**TEKST ŹRÓDŁOWY:**
_ _ _ _ _ _ _

‛Podejmijcie ciężką walkę o wiarę’
‛Podejmijcie ciężką walkę o wiarę, raz na zawsze przekazaną świętym’ (JUDY 3).
1. W jakiej wojnie uczestniczą dzisiaj prawdziwi chrześcijanie?
ŻOŁNIERZE na wojnie zawsze muszą się zmagać z trudami. Pomyśl o zakładaniu pełnego rynsztunku i przemierzaniu w każdą pogodę niezliczonych kilometrów, o wyczerpującym szkoleniu w posługiwaniu się bronią czy też o konieczności bronienia się przed wszystkim, co mogłoby przyprawić o śmierć lub kalectwo. Prawdziwi chrześcijanie nie biorą udziału w wojnach prowadzonych przez narody (Izajasza 2:2-4; Jana 17:14). Nie wolno nam jednak nigdy zapomnieć, że uczestniczymy w innej wojnie. Szatan zaciekle nienawidzi Jezusa Chrystusa i jego ziemskich naśladowców (Objawienie 12:17). Każdy, kto postanawia służyć Jehowie Bogu, w gruncie rzeczy staje się żołnierzem i zaczyna toczyć duchowy bój (2 Koryntian 10:4).
2. Jak Juda opisuje chrześcijański bój i jak jego list może nam pomóc wytrwać w tych zmaganiach?
2 Całkiem słusznie więc Juda, przyrodni brat Jezusa, pisze: „Umiłowani, chociaż dokładałem wszelkich starań, aby do was pisać o wybawieniu, którego się wspólnie trzymamy, uznałem za konieczne napisać do was, żeby was usilnie zachęcić do podjęcia ciężkiej walki o wiarę, raz na zawsze przekazaną świętym” (Judy 3). Nawołując chrześcijan do „podjęcia ciężkiej walki”, Juda użył określenia spokrewnionego z wyrazem oznaczającym „udrękę”. Bój ten bywa więc trudny, a nawet wyczerpujący! Czy nie stwierdzasz niekiedy, że niełatwo w nim wytrwać? Krótki, ale dobitny list Judy może nam pomóc. Zawiera zachętę do przeciwstawiania się niemoralności, szanowania władzy ustanowionej przez Boga oraz do pielęgnowania w sobie miłości Bożej. Zastanówmy się, jak wprowadzić te rady w czyn.

_ _ _ _ _ _ _

**POLECENIE 1:**
Sprawdź, czy poniższe stwierdzenia (a), (b) i (c) zgadzają się z tekstem o walce o wiarę. Przy każdym odpowiedz „tak” lub „nie” i dosłownie przytocz rozstrzygające słowa tekstu.
(a) Juda był przyrodnim bratem Jezusa.
(b) Prawdziwi chrześcijanie biorą udział w wojnach prowadzonych przez narody.
(c) List Judy jest długi i obszerny.
**POLECENIE 2:**
Wypisz, proszę, dokładnie fragment tekstu o walce o wiarę. Zacznij od miejsca ze słowami „2 Całkiem słusznie”, a skończ po słowach „rady w czyn.”.

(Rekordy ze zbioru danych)
_ _ _ _ _ _ _

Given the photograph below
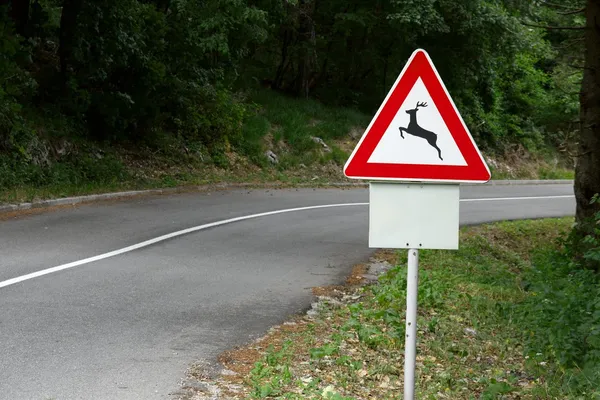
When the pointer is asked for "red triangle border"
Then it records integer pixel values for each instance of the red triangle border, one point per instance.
(418, 66)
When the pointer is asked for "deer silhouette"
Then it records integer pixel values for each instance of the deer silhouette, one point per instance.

_ _ _ _ _ _ _

**WYNIK ZADANIA 1:**
(a) Tak: „Juda, przyrodni brat Jezusa”.
(b) Nie: „Prawdziwi chrześcijanie nie biorą udziału w wojnach prowadzonych przez narody”.
(c) Nie: „Krótki, ale dobitny list Judy może nam pomóc”.

**WYNIK ZADANIA 2:**
2 Całkiem słusznie więc Juda, przyrodni brat Jezusa, pisze: „Umiłowani, chociaż dokładałem wszelkich starań, aby do was pisać o wybawieniu, którego się wspólnie trzymamy, uznałem za konieczne napisać do was, żeby was usilnie zachęcić do podjęcia ciężkiej walki o wiarę, raz na zawsze przekazaną świętym” (Judy 3). Nawołując chrześcijan do „podjęcia ciężkiej walki”, Juda użył określenia spokrewnionego z wyrazem oznaczającym „udrękę”. Bój ten bywa więc trudny, a nawet wyczerpujący! Czy nie stwierdzasz niekiedy, że niełatwo w nim wytrwać? Krótki, ale dobitny list Judy może nam pomóc. Zawiera zachętę do przeciwstawiania się niemoralności, szanowania władzy ustanowionej przez Boga oraz do pielęgnowania w sobie miłości Bożej. Zastanówmy się, jak wprowadzić te rady w czyn.